WORK TO BE COMPLETED ::
Make an exact copy of the whole listing, but leave its pictures out.

··········

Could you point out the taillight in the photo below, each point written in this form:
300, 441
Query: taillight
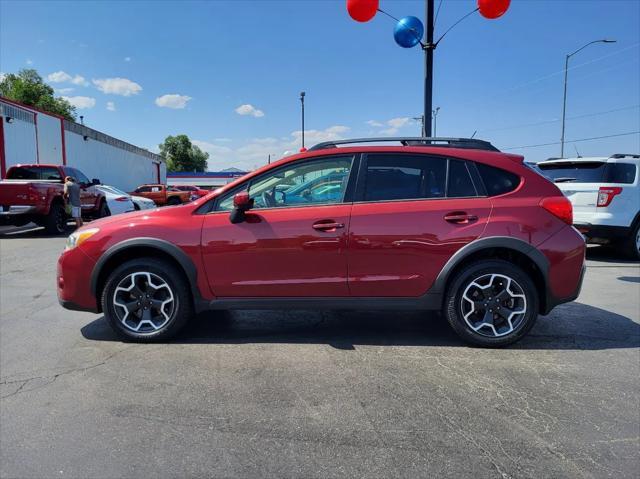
560, 207
606, 195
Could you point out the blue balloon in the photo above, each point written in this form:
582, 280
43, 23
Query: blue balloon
408, 32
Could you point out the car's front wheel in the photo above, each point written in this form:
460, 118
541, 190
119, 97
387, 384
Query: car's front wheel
146, 300
491, 303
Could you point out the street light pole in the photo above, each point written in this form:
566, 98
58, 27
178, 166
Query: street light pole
428, 69
302, 103
564, 99
435, 120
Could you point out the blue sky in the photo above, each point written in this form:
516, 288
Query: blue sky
120, 60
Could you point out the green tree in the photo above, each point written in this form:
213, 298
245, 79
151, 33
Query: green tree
28, 87
182, 155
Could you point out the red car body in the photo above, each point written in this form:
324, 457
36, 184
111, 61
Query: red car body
355, 254
29, 192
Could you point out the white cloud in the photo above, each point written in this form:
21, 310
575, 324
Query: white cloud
255, 152
59, 77
79, 80
174, 101
117, 86
63, 77
248, 109
81, 102
394, 125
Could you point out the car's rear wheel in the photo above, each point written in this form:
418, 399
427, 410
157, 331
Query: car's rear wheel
632, 245
491, 303
147, 300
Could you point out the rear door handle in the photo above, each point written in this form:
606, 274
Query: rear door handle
327, 225
460, 217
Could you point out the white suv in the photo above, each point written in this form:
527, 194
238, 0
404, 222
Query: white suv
605, 193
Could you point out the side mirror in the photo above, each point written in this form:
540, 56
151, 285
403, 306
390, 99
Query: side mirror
241, 203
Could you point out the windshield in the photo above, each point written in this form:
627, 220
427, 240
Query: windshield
589, 172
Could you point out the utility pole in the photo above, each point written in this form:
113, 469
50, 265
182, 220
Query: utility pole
564, 98
302, 103
435, 120
428, 69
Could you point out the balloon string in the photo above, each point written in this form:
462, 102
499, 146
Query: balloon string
388, 14
451, 27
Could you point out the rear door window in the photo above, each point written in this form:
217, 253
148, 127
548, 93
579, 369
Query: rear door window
404, 177
496, 180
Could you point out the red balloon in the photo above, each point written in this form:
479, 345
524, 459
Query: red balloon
493, 8
362, 10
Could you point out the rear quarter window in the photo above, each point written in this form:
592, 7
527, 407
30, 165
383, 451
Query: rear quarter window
497, 181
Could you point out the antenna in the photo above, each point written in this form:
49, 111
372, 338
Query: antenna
577, 152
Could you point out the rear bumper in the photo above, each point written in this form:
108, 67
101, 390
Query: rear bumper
14, 210
603, 233
565, 252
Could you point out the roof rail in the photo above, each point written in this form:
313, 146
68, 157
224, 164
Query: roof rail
624, 155
469, 143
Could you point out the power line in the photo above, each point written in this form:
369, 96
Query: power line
555, 120
573, 141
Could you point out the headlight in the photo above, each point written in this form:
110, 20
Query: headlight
77, 238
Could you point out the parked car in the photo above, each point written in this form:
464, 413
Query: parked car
34, 193
194, 190
605, 193
117, 201
162, 194
451, 225
142, 203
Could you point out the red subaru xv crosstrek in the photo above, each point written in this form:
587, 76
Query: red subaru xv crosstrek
451, 225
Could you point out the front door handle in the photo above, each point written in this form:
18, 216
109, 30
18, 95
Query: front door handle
327, 225
460, 217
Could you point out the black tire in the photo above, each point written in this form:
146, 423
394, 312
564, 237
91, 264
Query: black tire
630, 246
103, 210
55, 222
181, 309
503, 332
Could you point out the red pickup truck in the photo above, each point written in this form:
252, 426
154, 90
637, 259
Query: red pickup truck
33, 193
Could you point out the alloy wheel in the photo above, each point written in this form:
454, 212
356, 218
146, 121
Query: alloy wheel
144, 302
493, 305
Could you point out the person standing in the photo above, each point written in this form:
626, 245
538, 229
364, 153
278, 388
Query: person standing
72, 196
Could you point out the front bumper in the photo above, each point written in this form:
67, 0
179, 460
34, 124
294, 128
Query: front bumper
73, 280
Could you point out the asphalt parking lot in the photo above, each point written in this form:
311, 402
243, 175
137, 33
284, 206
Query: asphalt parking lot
315, 394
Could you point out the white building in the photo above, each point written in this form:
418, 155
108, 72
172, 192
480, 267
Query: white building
31, 136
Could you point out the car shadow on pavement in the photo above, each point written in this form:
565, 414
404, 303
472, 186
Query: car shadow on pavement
608, 254
571, 326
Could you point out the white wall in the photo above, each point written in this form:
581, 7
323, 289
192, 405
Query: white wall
113, 166
49, 139
19, 142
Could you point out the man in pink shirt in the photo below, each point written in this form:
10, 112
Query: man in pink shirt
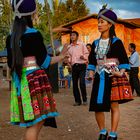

··········

WRITTEN SOLUTION ::
Could you point out the taillight in the photo below, each point written in this form:
300, 441
Query: taillight
560, 207
606, 195
Could you point out the blue balloon in the photo above, each point written in this form:
582, 280
43, 23
Query: blue balloon
408, 32
Could you point out the car's front wheel in the photo above, each point written in this form:
460, 118
541, 190
119, 97
387, 384
Query: car's front wheel
146, 300
491, 303
Could you point out the street light pole in the photo above, each point written in this form:
566, 98
58, 27
178, 166
Query: street light pole
428, 69
302, 103
564, 99
435, 120
Could you point out the blue sky in the photo above, each point written in this form:
516, 288
Query: blue sky
120, 60
Could you point out the green tree in the photo above, each point written in this form:
213, 298
245, 79
151, 33
Query: green tree
28, 87
182, 155
Could you point out the red car body in the photo above, each point written in this form:
324, 457
36, 184
111, 61
Query: red car body
355, 254
29, 192
Could you point out the white cloud in the photo above, each point written in this form:
21, 310
575, 324
Query: white cloud
255, 152
59, 77
79, 80
174, 101
117, 86
63, 77
248, 109
81, 102
394, 125
Could you point out the car's rear wheel in the photo above, each point written in this form:
418, 399
427, 410
157, 331
Query: car's rear wheel
632, 245
491, 303
147, 300
Could you point out the rear door handle in the photo above, each point written in this form:
606, 274
Query: rear door handle
327, 225
460, 217
Could you point out the white suv in the photo above, each point written in this form:
527, 194
238, 0
404, 222
Query: white suv
605, 193
Could you point out the side mirror in the photo above, each point written in this form:
540, 56
151, 285
403, 306
390, 99
Query: side mirror
241, 203
Could you point out the windshield in the photo above, each point written in this form:
627, 220
427, 240
Query: windshield
589, 172
Could you point out the utility pole in the photo above, each point written in this form:
113, 469
50, 265
182, 220
Query: utility pole
564, 98
302, 103
435, 120
428, 69
Could you point out the balloon string in the photo above, each point written in this form:
462, 102
499, 146
Query: balloon string
388, 14
451, 27
Could you point out the rear door window in the photo above, each point written in this form:
217, 253
148, 127
548, 93
579, 369
Query: rear door window
404, 177
496, 180
Could you point out the red balloon in the photo above, each point written in this form:
479, 345
524, 459
Query: red balloon
493, 8
362, 10
Could you point out the rear quarter window in the photo above, each point written in this form:
592, 7
527, 407
30, 165
383, 451
Query: rear quarter window
497, 181
Could you point out the antenna in the photo above, each point written in this form:
49, 111
372, 338
Query: antenna
577, 152
Could you point out the rear bumper in the photo above, each point written in this form:
108, 67
101, 390
Query: rear bumper
14, 210
603, 233
565, 252
Could you point out the roof rail in the photo above, each point written in this form:
313, 146
68, 157
224, 164
Query: roof rail
624, 155
469, 143
Could you point out the power line in the photo above, each point written in this form:
369, 96
Query: power line
555, 120
573, 141
Could you point out the headlight in the photo above, each point written in this form:
110, 20
Query: headlight
77, 238
Could you point out the parked car in the photo above, each point written in this form:
464, 413
Query: parked car
34, 193
194, 190
605, 193
117, 201
162, 194
451, 225
142, 203
Could you point out the red subaru xv crosstrek in the photo above, each point written in this form:
587, 76
Query: red subaru xv crosstrek
451, 225
Could you point out the front door handle in the photo above, each point written in this form:
18, 216
109, 30
18, 95
Query: front door handle
327, 225
460, 217
Could you point out the black tire in the photo above, each point written in this form:
146, 423
394, 312
564, 237
91, 264
Query: black tire
630, 246
103, 210
55, 222
181, 309
503, 332
Could you point out the red pickup truck in the photo above, each point written in this form:
252, 426
154, 90
637, 259
Query: red pickup truck
33, 193
Could you point out the alloy wheel in the photo above, each point written in this form:
454, 212
356, 218
146, 121
Query: alloy wheel
144, 302
493, 305
Could you point out the person standing in the photo above, each point written in this form:
626, 245
538, 229
364, 153
278, 388
Query: person standing
72, 196
Could you point out the front bumper in the photo above, each point written in this form:
67, 0
179, 460
34, 124
294, 128
Query: front bumper
73, 280
Could you point out the asphalt parking lot in the photo above, each point written in this form:
311, 402
243, 175
137, 33
284, 206
Query: asphalt parking lot
315, 394
Could you point out the white building in the photo above, each point written in this form:
418, 155
108, 72
172, 192
480, 267
Query: white building
31, 136
Could you point out the car shadow on pavement in the photo above, each point written in this form:
565, 414
404, 303
472, 186
Query: car shadow on pavement
608, 254
571, 326
Could you point out the white wall in the photo above, each point written in this form:
581, 7
323, 289
192, 405
Query: white wall
113, 166
49, 139
19, 142
Could you point out the man in pink shirt in the photo below, each point written in this form:
10, 112
Query: man in pink shirt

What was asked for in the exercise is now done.